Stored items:
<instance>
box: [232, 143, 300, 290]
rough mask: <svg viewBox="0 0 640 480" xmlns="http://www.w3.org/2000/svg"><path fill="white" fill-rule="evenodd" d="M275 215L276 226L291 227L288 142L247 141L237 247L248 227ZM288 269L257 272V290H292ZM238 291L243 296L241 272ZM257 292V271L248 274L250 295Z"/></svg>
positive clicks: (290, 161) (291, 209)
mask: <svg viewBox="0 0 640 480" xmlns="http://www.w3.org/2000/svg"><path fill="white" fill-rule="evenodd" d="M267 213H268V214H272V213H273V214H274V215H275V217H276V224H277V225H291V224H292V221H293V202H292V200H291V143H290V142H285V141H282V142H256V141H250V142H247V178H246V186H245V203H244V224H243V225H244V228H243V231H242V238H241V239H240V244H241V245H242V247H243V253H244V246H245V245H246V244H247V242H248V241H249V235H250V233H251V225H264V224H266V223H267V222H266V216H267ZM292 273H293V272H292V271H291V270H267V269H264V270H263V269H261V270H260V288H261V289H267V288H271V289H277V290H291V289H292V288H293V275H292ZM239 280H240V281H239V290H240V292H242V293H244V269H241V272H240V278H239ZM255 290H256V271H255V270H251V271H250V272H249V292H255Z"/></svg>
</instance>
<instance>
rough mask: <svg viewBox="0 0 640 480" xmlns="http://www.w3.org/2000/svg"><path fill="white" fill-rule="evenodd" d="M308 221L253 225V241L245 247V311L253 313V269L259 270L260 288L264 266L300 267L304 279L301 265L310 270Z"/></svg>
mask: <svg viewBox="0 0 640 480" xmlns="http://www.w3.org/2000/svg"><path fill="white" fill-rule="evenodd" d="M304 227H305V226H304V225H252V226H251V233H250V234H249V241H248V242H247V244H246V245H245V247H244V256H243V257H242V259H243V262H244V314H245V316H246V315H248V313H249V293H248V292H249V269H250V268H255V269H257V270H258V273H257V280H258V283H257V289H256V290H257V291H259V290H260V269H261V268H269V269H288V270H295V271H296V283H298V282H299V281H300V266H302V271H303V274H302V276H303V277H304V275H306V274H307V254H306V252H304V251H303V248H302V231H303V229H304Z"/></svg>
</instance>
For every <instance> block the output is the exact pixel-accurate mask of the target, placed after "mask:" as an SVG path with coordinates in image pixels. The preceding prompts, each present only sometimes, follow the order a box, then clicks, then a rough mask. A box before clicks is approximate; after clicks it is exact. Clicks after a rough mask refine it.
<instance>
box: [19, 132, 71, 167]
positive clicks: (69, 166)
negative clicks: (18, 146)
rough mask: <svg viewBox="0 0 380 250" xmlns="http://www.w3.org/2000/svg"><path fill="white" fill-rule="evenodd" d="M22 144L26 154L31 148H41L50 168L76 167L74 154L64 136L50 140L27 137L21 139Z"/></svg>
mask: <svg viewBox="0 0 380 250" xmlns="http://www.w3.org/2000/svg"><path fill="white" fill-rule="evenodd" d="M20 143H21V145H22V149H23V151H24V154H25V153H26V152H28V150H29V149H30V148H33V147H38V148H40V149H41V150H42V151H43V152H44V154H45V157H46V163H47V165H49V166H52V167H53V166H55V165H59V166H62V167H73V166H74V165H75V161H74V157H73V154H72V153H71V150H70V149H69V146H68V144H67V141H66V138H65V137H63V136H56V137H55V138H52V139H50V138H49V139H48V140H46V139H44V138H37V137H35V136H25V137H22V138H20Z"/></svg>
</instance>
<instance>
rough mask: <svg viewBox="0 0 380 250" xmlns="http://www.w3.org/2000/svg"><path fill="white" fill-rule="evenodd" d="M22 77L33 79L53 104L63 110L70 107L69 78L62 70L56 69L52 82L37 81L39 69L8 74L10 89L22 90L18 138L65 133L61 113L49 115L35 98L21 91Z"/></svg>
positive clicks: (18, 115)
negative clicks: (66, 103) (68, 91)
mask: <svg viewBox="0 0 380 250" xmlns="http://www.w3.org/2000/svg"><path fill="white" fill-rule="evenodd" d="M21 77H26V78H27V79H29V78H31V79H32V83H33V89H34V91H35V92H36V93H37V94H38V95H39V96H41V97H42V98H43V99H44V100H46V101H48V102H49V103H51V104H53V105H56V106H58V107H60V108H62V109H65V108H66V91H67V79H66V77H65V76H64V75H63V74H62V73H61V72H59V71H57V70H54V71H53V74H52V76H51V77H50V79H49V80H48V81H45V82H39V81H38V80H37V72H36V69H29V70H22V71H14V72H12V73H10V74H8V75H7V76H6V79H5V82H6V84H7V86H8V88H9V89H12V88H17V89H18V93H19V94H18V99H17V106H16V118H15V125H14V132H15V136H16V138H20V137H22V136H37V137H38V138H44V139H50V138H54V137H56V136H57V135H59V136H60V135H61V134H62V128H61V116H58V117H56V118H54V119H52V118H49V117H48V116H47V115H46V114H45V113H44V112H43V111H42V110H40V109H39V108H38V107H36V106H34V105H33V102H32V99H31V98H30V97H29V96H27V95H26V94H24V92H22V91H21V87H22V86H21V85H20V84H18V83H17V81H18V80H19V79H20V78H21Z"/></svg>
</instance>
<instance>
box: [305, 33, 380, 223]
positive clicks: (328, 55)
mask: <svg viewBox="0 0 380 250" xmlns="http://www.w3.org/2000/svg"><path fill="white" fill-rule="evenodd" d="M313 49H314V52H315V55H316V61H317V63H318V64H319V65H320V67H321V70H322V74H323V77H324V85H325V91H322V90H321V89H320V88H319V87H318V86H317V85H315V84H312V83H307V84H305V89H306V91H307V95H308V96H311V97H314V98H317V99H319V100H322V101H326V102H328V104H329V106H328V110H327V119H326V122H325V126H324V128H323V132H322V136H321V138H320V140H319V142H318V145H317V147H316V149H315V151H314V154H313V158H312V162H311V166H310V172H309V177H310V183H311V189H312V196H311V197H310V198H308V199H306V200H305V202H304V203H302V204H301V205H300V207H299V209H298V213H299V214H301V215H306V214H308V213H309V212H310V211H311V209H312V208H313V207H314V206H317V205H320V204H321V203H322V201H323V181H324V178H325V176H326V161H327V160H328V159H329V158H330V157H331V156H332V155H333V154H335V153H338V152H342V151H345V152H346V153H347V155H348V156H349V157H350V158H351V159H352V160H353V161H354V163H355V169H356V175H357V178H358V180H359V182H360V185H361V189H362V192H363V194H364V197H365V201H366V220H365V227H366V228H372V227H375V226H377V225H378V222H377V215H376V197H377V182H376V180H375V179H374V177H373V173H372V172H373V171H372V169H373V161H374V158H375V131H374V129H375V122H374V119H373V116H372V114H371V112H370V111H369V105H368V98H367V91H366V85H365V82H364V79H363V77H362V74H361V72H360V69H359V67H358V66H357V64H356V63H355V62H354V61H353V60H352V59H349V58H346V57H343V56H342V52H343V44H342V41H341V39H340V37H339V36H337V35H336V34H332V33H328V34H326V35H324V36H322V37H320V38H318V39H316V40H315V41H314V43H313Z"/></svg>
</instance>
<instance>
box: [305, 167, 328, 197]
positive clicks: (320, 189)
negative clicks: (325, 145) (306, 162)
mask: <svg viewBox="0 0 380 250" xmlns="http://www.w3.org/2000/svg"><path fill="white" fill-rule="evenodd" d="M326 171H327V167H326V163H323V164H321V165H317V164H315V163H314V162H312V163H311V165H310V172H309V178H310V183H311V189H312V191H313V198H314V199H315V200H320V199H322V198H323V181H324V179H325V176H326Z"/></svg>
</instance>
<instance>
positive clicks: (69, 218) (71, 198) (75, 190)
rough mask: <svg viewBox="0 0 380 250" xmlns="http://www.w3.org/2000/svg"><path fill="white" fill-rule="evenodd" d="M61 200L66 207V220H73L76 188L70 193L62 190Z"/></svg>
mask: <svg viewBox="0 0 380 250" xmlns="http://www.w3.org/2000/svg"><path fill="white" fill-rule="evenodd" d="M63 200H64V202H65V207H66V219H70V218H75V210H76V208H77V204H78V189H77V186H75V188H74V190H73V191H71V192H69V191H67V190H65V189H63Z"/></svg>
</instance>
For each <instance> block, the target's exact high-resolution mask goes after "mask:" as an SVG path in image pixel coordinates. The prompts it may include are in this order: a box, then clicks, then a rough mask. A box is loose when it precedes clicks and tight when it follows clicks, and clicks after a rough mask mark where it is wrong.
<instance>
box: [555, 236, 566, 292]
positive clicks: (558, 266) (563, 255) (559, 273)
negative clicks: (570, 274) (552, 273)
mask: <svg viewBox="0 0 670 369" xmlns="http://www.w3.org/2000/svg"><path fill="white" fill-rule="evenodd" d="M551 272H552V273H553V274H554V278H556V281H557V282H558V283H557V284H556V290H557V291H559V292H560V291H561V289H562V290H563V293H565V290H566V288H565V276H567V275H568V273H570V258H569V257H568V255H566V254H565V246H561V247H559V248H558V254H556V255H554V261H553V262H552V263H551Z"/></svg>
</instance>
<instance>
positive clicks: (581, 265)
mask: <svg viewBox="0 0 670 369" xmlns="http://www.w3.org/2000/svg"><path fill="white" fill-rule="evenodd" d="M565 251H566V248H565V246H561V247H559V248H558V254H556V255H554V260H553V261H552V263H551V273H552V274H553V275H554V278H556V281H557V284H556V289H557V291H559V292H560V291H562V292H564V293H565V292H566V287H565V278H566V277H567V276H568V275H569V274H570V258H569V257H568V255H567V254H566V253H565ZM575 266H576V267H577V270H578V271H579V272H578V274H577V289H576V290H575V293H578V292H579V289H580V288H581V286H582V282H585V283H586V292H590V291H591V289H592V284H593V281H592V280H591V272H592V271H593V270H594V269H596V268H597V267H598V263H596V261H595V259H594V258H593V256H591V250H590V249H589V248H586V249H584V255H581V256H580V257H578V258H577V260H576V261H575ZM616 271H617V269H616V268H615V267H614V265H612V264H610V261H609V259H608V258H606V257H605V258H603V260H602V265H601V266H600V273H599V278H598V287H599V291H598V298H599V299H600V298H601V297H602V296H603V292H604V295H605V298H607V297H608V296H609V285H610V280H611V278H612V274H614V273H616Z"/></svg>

**Exercise brief:**
Copy out the data word for word from its first line through the line containing "positive clicks: (290, 161) (291, 209)", including both ends.

**Response below:**
<instance>
box: [232, 143, 300, 290]
rough mask: <svg viewBox="0 0 640 480" xmlns="http://www.w3.org/2000/svg"><path fill="white" fill-rule="evenodd" d="M275 215L276 226L291 227L288 142L247 141L237 247L248 227ZM288 269L257 272V290H292ZM238 291L243 296L241 272ZM257 292V271L248 274L250 295Z"/></svg>
positive clicks: (290, 161) (291, 209)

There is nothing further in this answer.